Task: Count the lines of the records below that contain the string "reflection". Reply with the number alone.

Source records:
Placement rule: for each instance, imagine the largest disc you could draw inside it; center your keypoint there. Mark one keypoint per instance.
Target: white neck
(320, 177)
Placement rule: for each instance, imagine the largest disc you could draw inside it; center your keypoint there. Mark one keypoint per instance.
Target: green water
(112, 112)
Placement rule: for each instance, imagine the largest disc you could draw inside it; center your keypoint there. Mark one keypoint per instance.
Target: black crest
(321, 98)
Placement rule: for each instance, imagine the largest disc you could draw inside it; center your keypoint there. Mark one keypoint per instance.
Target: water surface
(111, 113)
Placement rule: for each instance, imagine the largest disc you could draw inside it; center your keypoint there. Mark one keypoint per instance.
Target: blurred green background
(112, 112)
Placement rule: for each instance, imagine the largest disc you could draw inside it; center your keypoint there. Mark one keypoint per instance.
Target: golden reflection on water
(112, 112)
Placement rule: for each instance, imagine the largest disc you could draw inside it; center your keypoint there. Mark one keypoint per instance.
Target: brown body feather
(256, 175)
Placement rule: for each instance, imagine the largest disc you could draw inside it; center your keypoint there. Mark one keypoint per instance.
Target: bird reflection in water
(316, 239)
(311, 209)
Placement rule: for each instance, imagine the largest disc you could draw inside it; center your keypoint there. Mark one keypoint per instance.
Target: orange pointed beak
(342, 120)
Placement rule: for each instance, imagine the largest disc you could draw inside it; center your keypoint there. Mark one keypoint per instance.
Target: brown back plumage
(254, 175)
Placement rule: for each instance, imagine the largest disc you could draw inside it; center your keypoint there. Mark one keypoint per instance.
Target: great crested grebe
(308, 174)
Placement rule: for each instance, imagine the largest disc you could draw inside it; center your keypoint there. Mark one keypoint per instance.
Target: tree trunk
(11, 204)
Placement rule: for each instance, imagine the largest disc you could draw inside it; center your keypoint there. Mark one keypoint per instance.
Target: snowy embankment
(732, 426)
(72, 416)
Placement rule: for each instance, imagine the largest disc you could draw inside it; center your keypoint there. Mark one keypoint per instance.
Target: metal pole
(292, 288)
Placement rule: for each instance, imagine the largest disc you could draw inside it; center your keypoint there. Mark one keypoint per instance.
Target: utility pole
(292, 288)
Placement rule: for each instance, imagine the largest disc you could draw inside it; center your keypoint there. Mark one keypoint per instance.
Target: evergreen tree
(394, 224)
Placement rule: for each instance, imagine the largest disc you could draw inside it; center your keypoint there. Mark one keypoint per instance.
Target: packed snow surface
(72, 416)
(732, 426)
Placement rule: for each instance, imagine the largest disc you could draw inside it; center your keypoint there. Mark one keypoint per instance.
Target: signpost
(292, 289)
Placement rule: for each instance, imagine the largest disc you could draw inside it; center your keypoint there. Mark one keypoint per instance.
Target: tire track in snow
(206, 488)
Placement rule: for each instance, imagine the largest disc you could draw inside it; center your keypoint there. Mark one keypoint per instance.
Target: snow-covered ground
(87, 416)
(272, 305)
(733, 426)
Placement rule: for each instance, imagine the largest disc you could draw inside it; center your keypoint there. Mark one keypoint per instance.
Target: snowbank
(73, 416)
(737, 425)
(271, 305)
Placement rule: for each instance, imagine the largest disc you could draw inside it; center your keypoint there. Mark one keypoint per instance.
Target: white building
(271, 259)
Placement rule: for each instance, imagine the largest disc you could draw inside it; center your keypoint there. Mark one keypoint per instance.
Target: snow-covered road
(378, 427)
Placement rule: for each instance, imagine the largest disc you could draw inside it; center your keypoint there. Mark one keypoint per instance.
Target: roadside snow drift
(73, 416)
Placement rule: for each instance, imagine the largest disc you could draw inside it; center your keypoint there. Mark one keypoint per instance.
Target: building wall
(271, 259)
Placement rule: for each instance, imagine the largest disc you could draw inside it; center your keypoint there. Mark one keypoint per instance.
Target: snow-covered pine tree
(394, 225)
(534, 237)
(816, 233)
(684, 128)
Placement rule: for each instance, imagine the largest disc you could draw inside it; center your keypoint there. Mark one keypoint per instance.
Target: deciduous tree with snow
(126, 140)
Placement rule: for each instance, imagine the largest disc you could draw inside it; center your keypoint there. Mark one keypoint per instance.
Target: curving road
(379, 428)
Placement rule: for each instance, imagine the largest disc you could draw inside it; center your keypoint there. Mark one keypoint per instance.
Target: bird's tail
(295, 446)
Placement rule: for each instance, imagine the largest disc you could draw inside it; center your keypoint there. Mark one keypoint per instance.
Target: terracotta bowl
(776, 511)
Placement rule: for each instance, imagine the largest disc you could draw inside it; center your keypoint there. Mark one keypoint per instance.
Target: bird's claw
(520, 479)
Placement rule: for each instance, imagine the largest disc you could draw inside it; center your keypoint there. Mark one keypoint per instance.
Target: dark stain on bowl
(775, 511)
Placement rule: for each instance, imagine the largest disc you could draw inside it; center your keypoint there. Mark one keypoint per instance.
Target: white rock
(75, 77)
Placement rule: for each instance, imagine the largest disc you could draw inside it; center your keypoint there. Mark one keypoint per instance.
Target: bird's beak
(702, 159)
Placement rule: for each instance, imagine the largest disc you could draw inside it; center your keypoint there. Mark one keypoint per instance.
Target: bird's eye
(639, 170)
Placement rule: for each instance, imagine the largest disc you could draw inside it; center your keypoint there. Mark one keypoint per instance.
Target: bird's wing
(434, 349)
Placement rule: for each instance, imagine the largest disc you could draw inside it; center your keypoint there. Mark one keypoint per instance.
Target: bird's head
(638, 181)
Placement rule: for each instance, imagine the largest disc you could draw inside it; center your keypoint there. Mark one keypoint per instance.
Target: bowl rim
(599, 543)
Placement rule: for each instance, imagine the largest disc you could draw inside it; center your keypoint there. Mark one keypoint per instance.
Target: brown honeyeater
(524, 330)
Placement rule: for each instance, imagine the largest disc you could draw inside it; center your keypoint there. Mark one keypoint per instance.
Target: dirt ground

Exercise solution: 2